- Data supplied:
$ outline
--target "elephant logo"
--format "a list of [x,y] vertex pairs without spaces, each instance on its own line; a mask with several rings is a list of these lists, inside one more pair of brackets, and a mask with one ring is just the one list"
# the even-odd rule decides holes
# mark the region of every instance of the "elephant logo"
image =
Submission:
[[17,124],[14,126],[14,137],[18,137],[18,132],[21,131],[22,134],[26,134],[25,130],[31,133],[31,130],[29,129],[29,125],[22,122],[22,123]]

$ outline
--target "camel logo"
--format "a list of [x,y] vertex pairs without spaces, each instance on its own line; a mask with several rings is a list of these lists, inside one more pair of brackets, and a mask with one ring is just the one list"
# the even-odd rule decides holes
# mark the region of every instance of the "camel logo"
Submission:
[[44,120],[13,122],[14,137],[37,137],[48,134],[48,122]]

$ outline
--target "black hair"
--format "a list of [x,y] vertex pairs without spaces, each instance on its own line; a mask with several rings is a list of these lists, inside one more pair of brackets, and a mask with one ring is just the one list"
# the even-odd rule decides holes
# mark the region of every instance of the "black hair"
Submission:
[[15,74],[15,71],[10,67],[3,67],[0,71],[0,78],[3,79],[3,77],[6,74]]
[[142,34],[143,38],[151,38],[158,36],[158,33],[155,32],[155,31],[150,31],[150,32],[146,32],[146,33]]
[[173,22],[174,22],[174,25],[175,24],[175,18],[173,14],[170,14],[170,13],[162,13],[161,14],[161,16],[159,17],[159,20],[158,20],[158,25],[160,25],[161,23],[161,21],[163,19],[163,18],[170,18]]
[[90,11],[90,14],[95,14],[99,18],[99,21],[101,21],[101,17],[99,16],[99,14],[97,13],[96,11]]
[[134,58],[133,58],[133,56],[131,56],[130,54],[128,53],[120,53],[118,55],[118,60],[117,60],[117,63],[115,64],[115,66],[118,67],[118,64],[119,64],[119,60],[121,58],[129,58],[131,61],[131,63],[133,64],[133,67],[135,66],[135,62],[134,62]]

- Task directions: Rewrite all of the records above, changing every "Submission" to "Response" and keeping everything else the same.

- Written answer:
$ outline
--target "elephant logo"
--format "a list of [x,y] vertex pairs without spaces, each instance on its own line; a mask with several rings is a list of these lists, inside one more pair of brackets, and a mask with one ring is just the one list"
# the even-odd rule decides holes
# mark the region of every instance of the "elephant logo"
image =
Response:
[[17,124],[14,126],[14,137],[18,137],[18,132],[21,131],[22,134],[26,134],[25,130],[31,133],[31,130],[29,129],[29,125],[22,122],[22,123]]

$ outline
--target "camel logo"
--format "a list of [x,y] vertex pairs without spaces, each instance on its own line; a mask with several rings is a list of these lists, inside one more pair of brackets, and a mask with one ring is just the one list"
# the even-odd rule decides holes
# mark the region of every instance of the "camel logo"
Response:
[[44,120],[13,122],[14,137],[37,137],[48,134],[48,122]]

$ outline
--target "black hair"
--format "a list of [x,y] vertex pairs without spaces, each instance on its own line; a mask with several rings is a list of these lists, inside one more pair of brackets, and a mask with one ring is just the one list"
# the even-odd rule decides holes
# mark the region of every instance of the "black hair"
Response:
[[15,74],[15,71],[10,67],[3,67],[0,71],[0,78],[3,79],[3,77],[6,74]]
[[142,34],[143,38],[151,38],[158,36],[158,33],[155,32],[155,31],[150,31],[150,32],[146,32],[146,33]]
[[173,22],[174,22],[174,25],[175,24],[175,18],[173,14],[170,14],[170,13],[162,13],[161,14],[161,16],[159,17],[159,20],[158,20],[158,25],[160,25],[161,23],[161,21],[163,19],[163,18],[170,18]]
[[90,11],[90,14],[95,14],[99,18],[99,21],[101,21],[101,17],[99,16],[99,14],[97,13],[96,11]]
[[134,58],[133,58],[133,56],[131,56],[130,54],[128,53],[120,53],[118,55],[118,60],[117,60],[117,63],[115,64],[115,66],[118,67],[118,64],[119,64],[119,60],[121,58],[129,58],[131,61],[131,63],[133,64],[133,67],[135,66],[135,62],[134,62]]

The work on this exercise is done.